Can you reproduce every one of the following rows verbatim?

------------------------------------

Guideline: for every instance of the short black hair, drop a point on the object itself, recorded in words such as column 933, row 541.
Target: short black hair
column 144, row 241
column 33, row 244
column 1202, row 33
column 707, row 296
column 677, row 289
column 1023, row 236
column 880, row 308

------------------------------------

* **Response for this exercise**
Guideline: for every instance of the short black hair, drop a point on the object itself, recorded in words such as column 933, row 541.
Target: short black hair
column 144, row 241
column 33, row 244
column 1202, row 33
column 707, row 296
column 677, row 289
column 1023, row 236
column 880, row 308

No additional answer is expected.